> Written exercise:
Please give the records below as a Markdown table with a Number column and an Entry column, one line per row, leaving out blank lines.

> Provided records:
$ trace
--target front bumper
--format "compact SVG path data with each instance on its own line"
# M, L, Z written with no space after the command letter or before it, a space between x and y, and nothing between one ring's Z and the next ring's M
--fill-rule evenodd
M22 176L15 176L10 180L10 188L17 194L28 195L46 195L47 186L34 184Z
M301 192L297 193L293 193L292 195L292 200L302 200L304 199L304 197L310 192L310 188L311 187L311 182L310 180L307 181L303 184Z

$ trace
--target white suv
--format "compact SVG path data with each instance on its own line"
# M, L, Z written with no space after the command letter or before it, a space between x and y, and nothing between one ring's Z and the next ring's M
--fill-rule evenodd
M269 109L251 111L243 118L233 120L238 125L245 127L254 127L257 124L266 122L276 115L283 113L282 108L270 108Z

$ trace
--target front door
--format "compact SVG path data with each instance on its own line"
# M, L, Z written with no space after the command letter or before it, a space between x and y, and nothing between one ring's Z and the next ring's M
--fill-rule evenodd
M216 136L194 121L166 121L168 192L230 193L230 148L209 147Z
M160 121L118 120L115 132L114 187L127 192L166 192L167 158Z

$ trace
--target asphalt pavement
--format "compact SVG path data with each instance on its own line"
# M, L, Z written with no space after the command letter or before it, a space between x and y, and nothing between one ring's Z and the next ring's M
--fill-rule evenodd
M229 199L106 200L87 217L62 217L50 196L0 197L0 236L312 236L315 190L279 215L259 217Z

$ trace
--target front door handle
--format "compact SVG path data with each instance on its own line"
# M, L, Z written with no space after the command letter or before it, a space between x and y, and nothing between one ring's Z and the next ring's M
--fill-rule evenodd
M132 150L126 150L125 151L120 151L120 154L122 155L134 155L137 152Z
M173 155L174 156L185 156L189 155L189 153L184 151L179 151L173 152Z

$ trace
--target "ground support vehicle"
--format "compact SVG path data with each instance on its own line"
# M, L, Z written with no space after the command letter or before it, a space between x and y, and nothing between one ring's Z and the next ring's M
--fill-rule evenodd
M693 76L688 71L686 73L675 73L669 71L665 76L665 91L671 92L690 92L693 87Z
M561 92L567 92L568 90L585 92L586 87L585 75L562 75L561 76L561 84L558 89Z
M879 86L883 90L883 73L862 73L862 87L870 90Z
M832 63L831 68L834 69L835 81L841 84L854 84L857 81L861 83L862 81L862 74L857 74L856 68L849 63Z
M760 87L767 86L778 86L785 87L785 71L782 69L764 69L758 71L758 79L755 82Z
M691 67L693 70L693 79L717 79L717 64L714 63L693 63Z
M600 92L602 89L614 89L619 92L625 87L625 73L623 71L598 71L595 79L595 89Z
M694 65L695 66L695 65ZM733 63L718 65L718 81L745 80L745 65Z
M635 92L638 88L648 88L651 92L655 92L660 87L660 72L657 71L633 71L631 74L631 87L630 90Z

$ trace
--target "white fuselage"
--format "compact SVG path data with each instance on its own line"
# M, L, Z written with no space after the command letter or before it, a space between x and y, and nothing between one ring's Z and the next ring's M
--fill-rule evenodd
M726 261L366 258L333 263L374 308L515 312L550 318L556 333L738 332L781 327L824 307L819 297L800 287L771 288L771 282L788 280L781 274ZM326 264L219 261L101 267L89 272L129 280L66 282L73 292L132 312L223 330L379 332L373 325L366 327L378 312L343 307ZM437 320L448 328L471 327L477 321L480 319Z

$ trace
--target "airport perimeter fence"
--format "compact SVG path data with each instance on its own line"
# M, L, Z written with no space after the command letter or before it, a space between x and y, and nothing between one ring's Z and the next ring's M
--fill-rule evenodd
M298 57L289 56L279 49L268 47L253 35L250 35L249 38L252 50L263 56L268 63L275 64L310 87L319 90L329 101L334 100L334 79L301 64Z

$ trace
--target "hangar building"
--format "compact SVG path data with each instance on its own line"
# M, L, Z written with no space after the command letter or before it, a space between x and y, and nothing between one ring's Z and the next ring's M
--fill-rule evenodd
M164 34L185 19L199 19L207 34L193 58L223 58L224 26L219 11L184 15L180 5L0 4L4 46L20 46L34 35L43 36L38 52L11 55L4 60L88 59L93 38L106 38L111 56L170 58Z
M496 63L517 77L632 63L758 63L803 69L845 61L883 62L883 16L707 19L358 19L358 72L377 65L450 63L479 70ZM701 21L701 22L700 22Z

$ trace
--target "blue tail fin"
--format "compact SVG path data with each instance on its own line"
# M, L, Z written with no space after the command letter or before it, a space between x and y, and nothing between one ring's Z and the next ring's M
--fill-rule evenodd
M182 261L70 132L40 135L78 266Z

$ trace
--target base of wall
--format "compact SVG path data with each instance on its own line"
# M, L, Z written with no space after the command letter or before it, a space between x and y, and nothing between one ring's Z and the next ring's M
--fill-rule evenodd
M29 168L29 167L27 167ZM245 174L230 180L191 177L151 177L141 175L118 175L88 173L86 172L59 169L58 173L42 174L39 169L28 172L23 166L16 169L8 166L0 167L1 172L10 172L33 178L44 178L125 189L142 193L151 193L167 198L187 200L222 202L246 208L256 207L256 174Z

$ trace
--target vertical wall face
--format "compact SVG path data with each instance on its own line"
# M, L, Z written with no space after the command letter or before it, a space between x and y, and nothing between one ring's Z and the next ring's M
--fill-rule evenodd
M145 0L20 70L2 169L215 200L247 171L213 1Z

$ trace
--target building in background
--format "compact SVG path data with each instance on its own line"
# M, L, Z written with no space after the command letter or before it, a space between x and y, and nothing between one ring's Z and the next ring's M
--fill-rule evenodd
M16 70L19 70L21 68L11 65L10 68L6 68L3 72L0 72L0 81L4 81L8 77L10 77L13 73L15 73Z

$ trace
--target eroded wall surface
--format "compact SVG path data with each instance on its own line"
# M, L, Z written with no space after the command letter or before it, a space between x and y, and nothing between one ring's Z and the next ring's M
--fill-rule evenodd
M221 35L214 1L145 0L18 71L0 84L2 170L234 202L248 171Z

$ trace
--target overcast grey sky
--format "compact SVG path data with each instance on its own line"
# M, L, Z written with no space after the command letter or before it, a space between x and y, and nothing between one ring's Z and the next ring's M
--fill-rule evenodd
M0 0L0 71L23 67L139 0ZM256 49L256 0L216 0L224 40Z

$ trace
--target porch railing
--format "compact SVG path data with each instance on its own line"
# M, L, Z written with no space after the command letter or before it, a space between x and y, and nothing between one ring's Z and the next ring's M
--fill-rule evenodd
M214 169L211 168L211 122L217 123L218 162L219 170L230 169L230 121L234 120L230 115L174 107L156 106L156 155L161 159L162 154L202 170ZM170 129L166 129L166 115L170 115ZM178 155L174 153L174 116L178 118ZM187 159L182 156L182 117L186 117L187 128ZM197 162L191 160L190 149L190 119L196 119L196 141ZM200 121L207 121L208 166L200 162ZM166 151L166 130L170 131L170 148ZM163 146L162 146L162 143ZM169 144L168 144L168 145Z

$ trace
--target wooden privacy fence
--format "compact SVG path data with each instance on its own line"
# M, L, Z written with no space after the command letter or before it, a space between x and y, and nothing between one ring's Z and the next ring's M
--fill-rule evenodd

> Written solution:
| Number | Entry |
|---|---|
| 1 | $ trace |
| 2 | --target front bumper |
| 3 | --format "compact SVG path data with each instance on its own line" |
| 4 | # M, L, Z written with no space after the command letter or before it, a space between x and y, and nothing between one ring's Z and the next ring's M |
| 5 | --fill-rule evenodd |
| 6 | M22 176L15 176L10 180L10 188L17 194L28 195L46 195L47 186L34 184Z |
| 7 | M301 192L297 193L293 193L292 195L292 200L302 200L304 199L304 197L310 192L310 188L311 187L311 182L310 180L307 181L303 184Z |
| 8 | $ trace |
| 9 | --target white suv |
| 10 | --format "compact SVG path data with each instance on its own line" |
| 11 | # M, L, Z written with no space after the command letter or before it, a space between x and y, and nothing between one ring's Z and the next ring's M |
| 12 | --fill-rule evenodd |
| 13 | M269 109L251 111L243 118L233 120L238 125L245 127L254 127L257 124L266 122L276 115L283 113L282 108L270 108Z |
| 14 | $ trace |
| 15 | --target front door |
| 16 | --format "compact SVG path data with each instance on its own line" |
| 17 | # M, L, Z written with no space after the command letter or before it, a space between x and y, and nothing between one ring's Z and the next ring's M |
| 18 | --fill-rule evenodd |
| 19 | M216 136L194 121L166 121L168 192L230 193L230 148L209 147Z |
| 20 | M160 121L118 120L115 132L114 187L127 192L166 192L167 158Z |
| 21 | $ trace |
| 22 | --target asphalt pavement |
| 23 | --format "compact SVG path data with each instance on its own line" |
| 24 | # M, L, Z written with no space after the command letter or before it, a space between x and y, and nothing between one ring's Z and the next ring's M |
| 25 | --fill-rule evenodd |
| 26 | M229 199L106 200L87 217L62 217L50 196L0 197L0 236L312 236L315 190L279 215L259 217Z |
| 27 | $ trace |
| 28 | --target front door handle |
| 29 | --format "compact SVG path data with each instance on its own line" |
| 30 | # M, L, Z written with no space after the command letter or before it, a space between x and y, and nothing between one ring's Z and the next ring's M |
| 31 | --fill-rule evenodd |
| 32 | M132 150L126 150L125 151L120 151L120 154L122 155L134 155L137 152Z |
| 33 | M173 155L174 156L185 156L189 155L189 153L184 151L179 151L173 152Z |
| 34 | $ trace |
| 35 | --target "ground support vehicle" |
| 36 | --format "compact SVG path data with each instance on its own line" |
| 37 | # M, L, Z written with no space after the command letter or before it, a space between x and y, and nothing between one ring's Z and the next ring's M |
| 38 | --fill-rule evenodd |
| 39 | M693 76L688 71L686 73L675 73L669 71L665 76L665 91L671 92L690 92L693 87Z |
| 40 | M561 92L567 92L568 90L585 92L586 87L585 75L562 75L561 76L561 84L558 89Z |
| 41 | M879 86L883 90L883 73L862 73L862 87L870 90Z |
| 42 | M832 63L831 68L834 69L835 81L841 84L854 84L857 81L861 83L862 81L862 74L857 74L856 68L849 63Z |
| 43 | M760 87L767 86L778 86L785 87L785 71L782 69L764 69L758 71L758 79L755 82Z |
| 44 | M691 67L693 70L693 79L717 79L717 64L714 63L693 63Z |
| 45 | M600 92L602 89L614 89L619 92L625 87L625 73L623 71L598 71L595 79L595 89Z |
| 46 | M694 65L695 66L695 65ZM733 63L718 65L718 81L745 80L745 65Z |
| 47 | M635 92L638 88L648 88L651 92L655 92L660 87L660 72L657 71L633 71L631 74L631 87L630 90Z |
| 48 | $ trace |
| 49 | --target "white fuselage" |
| 50 | --format "compact SVG path data with each instance on its own line" |
| 51 | # M, L, Z written with no space after the command letter or before it, a space between x and y, and nothing between one ring's Z and the next ring's M |
| 52 | --fill-rule evenodd |
| 53 | M726 261L366 258L333 263L374 308L515 312L550 318L556 333L738 332L781 327L824 307L819 297L800 287L771 288L771 282L788 280L781 274ZM326 264L219 261L101 267L89 272L129 280L66 282L73 292L132 312L223 330L379 332L373 325L366 327L378 312L343 307ZM437 320L448 328L471 327L477 321L480 319Z |
| 54 | $ trace |
| 55 | --target "airport perimeter fence" |
| 56 | --format "compact SVG path data with each instance on its own line" |
| 57 | # M, L, Z written with no space after the command letter or before it, a space between x and y, and nothing between one ring's Z and the next ring's M |
| 58 | --fill-rule evenodd |
| 59 | M298 57L289 56L279 49L268 47L253 35L250 35L249 38L252 50L263 56L268 63L275 64L310 87L319 90L329 101L334 100L334 79L301 64Z |
| 60 | $ trace |
| 61 | --target "hangar building" |
| 62 | --format "compact SVG path data with each instance on its own line" |
| 63 | # M, L, Z written with no space after the command letter or before it, a space between x and y, and nothing between one ring's Z and the next ring's M |
| 64 | --fill-rule evenodd |
| 65 | M164 34L185 19L199 19L207 34L193 58L223 58L224 26L219 11L184 15L180 5L0 4L4 46L20 46L34 35L43 36L38 52L11 55L4 60L88 59L93 38L106 38L111 56L170 58Z |
| 66 | M496 63L517 77L632 63L758 63L803 69L845 61L883 62L883 16L707 19L358 19L358 72L377 65L450 63L479 70ZM701 21L701 22L700 22Z |
| 67 | $ trace |
| 68 | --target "blue tail fin" |
| 69 | --format "compact SVG path data with each instance on its own line" |
| 70 | # M, L, Z written with no space after the command letter or before it, a space between x and y, and nothing between one ring's Z and the next ring's M |
| 71 | --fill-rule evenodd |
| 72 | M182 261L70 132L40 135L78 266Z |
| 73 | $ trace |
| 74 | --target base of wall |
| 75 | --format "compact SVG path data with each instance on its own line" |
| 76 | # M, L, Z written with no space after the command letter or before it, a space between x and y, and nothing between one ring's Z and the next ring's M |
| 77 | --fill-rule evenodd |
| 78 | M29 168L29 167L27 167ZM245 174L230 180L191 177L151 177L141 175L118 175L88 173L86 172L59 169L58 173L42 174L39 169L28 172L23 166L16 169L8 166L0 167L1 172L10 172L33 178L44 178L125 189L142 193L151 193L167 198L187 200L222 202L246 208L256 207L256 174Z |
| 79 | $ trace |
| 80 | --target vertical wall face |
| 81 | --format "compact SVG path data with each instance on its own line" |
| 82 | # M, L, Z written with no space after the command letter or before it, a space between x and y, and nothing between one ring's Z and the next ring's M |
| 83 | --fill-rule evenodd |
| 84 | M145 0L20 70L2 169L215 200L247 171L213 1Z |
| 85 | $ trace |
| 86 | --target building in background |
| 87 | --format "compact SVG path data with each instance on its own line" |
| 88 | # M, L, Z written with no space after the command letter or before it, a space between x and y, and nothing between one ring's Z and the next ring's M |
| 89 | --fill-rule evenodd |
| 90 | M16 70L19 70L21 68L11 65L10 68L6 68L3 72L0 72L0 81L4 81L8 77L10 77L13 73L15 73Z |
| 91 | $ trace |
| 92 | --target eroded wall surface |
| 93 | --format "compact SVG path data with each instance on its own line" |
| 94 | # M, L, Z written with no space after the command letter or before it, a space between x and y, and nothing between one ring's Z and the next ring's M |
| 95 | --fill-rule evenodd |
| 96 | M221 35L214 1L145 0L18 71L0 84L2 170L234 202L248 171Z |
| 97 | $ trace |
| 98 | --target overcast grey sky |
| 99 | --format "compact SVG path data with each instance on its own line" |
| 100 | # M, L, Z written with no space after the command letter or before it, a space between x and y, and nothing between one ring's Z and the next ring's M |
| 101 | --fill-rule evenodd |
| 102 | M0 0L0 71L23 67L139 0ZM256 49L256 0L216 0L224 40Z |
| 103 | $ trace |
| 104 | --target porch railing |
| 105 | --format "compact SVG path data with each instance on its own line" |
| 106 | # M, L, Z written with no space after the command letter or before it, a space between x and y, and nothing between one ring's Z and the next ring's M |
| 107 | --fill-rule evenodd |
| 108 | M214 169L211 168L211 122L217 123L218 162L219 170L230 169L230 121L234 120L230 115L174 107L156 106L156 155L161 159L162 154L202 170ZM170 129L166 129L166 115L170 115ZM178 155L174 153L174 116L178 118ZM187 159L182 156L182 117L186 117L187 128ZM197 162L191 160L190 149L190 119L196 119L196 141ZM200 121L207 121L208 166L200 162ZM166 151L166 130L170 131L170 148ZM163 146L162 146L162 143ZM169 144L168 144L168 145Z |
| 109 | $ trace |
| 110 | --target wooden privacy fence |
| 111 | --format "compact SVG path data with each instance on its own line" |
| 112 | # M, L, Z written with no space after the command letter or before it, a space between x and y, and nothing between one ring's Z and the next ring's M |
| 113 | --fill-rule evenodd |